** Start of Text provided **

Senior High Performance Computing Engineer

4-8 Years

Save

Early Applicant

Quick Apply

Job Description

Implement and manage cloud-based infrastructure that supports HPC environments for data science (e.g., AI/ML workflows, Image Analysis).
Collaborate with data scientists and ML engineers to deploy scalable machine learning models into production.
Ensure the security, scalability, and reliability of HPC systems in the cloud.
Optimize cloud resources for cost-effective and efficient use.
Stay ahead with the latest in cloud services and industry-standard processes.
Provide technical leadership and guidance in cloud and HPC systems management.
Develop and maintain CI/CD pipelines for deploying resources to multi-cloud environments.
Monitor and fix cluster operations/applications and cloud environments.
Document system design and operational procedures.

Must-Have Skills:

Expert with Linux/Unix system administration (RHEL, CentOS, Ubuntu, etc.).

** End of Text provided **
** Start of Information shown **

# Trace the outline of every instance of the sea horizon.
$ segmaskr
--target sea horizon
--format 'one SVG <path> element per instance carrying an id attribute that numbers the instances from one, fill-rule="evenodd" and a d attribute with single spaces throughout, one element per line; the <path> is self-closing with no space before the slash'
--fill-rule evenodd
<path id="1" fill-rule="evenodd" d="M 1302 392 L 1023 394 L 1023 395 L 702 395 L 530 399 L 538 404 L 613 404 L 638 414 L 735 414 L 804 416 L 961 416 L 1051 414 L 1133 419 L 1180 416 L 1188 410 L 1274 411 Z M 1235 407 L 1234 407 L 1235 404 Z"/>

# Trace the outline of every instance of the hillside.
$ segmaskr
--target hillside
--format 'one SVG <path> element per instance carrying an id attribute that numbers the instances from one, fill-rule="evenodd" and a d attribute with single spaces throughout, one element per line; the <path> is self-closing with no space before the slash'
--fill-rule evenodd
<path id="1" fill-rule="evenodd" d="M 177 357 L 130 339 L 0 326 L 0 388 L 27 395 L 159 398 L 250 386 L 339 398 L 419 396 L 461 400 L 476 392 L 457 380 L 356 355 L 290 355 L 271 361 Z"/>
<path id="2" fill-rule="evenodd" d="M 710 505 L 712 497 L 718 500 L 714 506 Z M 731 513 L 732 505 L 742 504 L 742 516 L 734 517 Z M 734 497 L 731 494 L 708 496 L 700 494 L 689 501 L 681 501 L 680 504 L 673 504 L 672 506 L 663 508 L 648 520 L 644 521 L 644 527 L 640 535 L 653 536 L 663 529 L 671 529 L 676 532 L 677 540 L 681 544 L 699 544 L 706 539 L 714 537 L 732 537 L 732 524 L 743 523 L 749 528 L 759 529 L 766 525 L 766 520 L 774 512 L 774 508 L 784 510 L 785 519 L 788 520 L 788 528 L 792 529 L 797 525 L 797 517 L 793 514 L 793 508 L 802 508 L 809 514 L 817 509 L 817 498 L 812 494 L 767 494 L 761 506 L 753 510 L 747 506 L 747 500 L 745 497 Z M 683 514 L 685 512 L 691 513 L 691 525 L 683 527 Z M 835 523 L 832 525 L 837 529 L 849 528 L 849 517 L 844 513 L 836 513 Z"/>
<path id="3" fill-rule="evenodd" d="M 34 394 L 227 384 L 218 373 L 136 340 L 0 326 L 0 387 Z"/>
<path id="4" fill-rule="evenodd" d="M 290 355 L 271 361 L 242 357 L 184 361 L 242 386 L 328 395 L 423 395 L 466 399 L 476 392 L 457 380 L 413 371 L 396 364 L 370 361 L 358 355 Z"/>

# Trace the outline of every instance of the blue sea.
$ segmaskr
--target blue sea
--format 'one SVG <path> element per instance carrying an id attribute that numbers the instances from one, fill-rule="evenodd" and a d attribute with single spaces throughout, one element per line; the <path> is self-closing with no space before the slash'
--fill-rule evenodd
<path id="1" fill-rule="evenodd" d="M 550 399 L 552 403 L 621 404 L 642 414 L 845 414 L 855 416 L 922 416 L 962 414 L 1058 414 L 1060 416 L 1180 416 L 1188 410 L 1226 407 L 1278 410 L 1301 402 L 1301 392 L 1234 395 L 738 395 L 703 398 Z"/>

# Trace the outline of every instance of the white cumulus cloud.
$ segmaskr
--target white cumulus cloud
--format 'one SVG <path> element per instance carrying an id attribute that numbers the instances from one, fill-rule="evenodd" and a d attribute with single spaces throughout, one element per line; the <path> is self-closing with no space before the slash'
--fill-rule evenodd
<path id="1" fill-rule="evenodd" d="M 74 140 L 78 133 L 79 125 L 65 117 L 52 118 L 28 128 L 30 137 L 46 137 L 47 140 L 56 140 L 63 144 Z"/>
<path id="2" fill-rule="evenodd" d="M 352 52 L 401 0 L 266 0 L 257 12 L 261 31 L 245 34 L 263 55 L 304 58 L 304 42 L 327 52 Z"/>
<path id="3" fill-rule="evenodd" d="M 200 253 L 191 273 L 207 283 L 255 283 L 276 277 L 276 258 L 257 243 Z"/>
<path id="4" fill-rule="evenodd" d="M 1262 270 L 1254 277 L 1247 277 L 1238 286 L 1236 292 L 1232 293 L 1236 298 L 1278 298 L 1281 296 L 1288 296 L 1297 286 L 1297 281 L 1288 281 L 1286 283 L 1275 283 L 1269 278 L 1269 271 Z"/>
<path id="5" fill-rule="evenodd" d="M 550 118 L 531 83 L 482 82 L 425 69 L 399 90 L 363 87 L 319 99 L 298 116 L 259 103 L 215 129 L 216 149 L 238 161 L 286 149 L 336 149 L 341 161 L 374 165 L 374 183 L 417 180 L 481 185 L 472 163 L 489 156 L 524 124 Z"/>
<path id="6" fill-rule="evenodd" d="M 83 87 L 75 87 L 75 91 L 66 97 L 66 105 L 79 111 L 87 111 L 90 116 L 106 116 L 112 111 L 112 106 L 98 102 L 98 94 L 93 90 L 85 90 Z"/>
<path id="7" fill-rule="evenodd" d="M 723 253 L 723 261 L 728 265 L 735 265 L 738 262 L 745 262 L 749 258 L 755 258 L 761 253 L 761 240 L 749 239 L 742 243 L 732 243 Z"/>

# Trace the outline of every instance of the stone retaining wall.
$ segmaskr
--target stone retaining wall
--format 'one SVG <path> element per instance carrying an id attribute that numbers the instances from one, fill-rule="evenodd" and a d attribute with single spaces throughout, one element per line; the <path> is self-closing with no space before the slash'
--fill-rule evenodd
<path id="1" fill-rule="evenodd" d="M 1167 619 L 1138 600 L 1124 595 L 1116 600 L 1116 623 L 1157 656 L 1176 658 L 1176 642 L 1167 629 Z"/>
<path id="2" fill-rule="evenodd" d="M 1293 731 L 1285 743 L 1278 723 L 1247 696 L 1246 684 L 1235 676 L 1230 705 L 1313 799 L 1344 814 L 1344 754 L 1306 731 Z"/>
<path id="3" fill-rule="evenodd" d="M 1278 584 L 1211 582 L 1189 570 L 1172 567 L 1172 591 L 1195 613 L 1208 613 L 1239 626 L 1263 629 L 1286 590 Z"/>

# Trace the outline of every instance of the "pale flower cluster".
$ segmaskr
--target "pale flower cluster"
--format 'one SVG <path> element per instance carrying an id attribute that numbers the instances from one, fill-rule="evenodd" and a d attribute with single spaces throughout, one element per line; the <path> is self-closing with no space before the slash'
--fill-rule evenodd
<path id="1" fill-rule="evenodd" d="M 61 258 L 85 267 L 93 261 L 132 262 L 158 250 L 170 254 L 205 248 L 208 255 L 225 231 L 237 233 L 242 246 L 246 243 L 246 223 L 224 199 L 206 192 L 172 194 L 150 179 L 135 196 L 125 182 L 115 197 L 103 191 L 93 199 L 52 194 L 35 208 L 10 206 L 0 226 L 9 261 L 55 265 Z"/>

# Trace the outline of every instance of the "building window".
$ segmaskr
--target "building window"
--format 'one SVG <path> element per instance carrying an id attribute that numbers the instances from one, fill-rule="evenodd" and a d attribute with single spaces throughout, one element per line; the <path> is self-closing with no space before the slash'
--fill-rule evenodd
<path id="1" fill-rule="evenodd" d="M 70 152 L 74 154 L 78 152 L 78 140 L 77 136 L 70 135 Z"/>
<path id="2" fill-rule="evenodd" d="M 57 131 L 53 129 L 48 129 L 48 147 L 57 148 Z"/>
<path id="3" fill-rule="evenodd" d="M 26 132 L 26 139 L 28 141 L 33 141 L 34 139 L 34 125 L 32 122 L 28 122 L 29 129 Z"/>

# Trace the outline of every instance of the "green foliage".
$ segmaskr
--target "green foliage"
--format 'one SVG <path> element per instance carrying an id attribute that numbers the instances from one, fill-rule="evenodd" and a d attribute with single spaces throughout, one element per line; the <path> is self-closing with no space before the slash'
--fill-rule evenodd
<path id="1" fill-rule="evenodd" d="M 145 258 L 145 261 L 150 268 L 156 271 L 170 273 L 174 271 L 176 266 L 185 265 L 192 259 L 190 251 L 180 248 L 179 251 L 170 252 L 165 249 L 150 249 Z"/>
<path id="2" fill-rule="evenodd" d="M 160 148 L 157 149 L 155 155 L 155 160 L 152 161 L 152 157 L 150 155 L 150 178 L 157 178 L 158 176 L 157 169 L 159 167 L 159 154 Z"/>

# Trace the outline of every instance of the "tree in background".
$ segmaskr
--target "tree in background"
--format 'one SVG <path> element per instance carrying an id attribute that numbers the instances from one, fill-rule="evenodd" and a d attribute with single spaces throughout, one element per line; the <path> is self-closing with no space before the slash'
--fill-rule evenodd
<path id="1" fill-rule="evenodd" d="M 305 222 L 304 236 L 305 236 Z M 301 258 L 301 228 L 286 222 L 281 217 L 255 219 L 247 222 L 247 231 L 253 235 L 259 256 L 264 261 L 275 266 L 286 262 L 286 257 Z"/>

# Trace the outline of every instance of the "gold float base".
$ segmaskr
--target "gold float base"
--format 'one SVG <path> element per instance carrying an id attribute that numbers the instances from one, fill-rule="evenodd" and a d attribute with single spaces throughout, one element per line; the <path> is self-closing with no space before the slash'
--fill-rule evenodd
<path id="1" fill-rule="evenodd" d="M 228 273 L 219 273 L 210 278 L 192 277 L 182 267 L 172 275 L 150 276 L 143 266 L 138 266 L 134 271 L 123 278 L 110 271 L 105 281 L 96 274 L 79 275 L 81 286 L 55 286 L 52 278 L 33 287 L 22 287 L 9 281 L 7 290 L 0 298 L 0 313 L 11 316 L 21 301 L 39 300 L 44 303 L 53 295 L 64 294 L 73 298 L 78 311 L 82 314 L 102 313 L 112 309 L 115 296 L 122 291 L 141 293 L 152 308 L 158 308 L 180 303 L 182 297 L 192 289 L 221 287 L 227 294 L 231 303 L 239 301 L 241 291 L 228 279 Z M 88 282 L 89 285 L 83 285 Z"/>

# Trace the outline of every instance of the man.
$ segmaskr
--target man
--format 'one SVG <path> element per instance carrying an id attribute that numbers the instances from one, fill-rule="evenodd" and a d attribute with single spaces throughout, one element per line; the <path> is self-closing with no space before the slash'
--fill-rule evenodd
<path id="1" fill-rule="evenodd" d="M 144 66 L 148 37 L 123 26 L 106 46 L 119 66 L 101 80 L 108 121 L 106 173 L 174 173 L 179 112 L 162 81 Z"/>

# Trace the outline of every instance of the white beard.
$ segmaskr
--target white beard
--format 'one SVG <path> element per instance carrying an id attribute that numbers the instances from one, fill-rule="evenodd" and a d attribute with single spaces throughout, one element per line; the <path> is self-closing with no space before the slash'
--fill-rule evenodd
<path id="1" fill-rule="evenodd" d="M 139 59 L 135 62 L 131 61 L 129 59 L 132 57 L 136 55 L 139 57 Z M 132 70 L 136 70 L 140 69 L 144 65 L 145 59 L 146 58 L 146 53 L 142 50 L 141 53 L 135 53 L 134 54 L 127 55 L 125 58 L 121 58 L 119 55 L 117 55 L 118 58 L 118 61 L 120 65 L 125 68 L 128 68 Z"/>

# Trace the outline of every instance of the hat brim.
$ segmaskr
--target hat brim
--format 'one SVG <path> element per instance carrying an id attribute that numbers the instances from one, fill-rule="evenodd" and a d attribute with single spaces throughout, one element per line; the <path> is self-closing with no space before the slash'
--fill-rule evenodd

** End of Information shown **

> **Actions to take**
1. In the HPC engineer job posting, what kind of environments are the CI/CD pipelines meant to deploy resources to?
2. Continue the HPC engineer job posting, starting after its last line.
This data is separate from the HPC engineer job posting.

> **Task results**
1. Multi-cloud environments.

2.
Proficiency with job scheduling and resource management tools (SLURM, PBS, LSF, etc.).
Good understanding of parallel computing, MPI, OpenMP, and GPU acceleration (CUDA, ROCm).
Knowledge of storage architectures and distributed file systems (Lustre, GPFS, Ceph).
Experience with containerization technologies (Singularity, Docker) and cloud-based HPC solutions.
Expert in scripting languages (Python, Bash) and containerization technologies (Docker, Kubernetes).
Familiarity with automation tools (Ansible, Puppet, Chef) for system provisioning and maintenance.
Understanding of networking protocols, high-speed interconnects, and security best practices.
Demonstrable experience in cloud computing (AWS, Azure, GCP) and cloud architecture.
Experience with infrastructure as code (IaC) tools like Terraform or CloudFormation and Git.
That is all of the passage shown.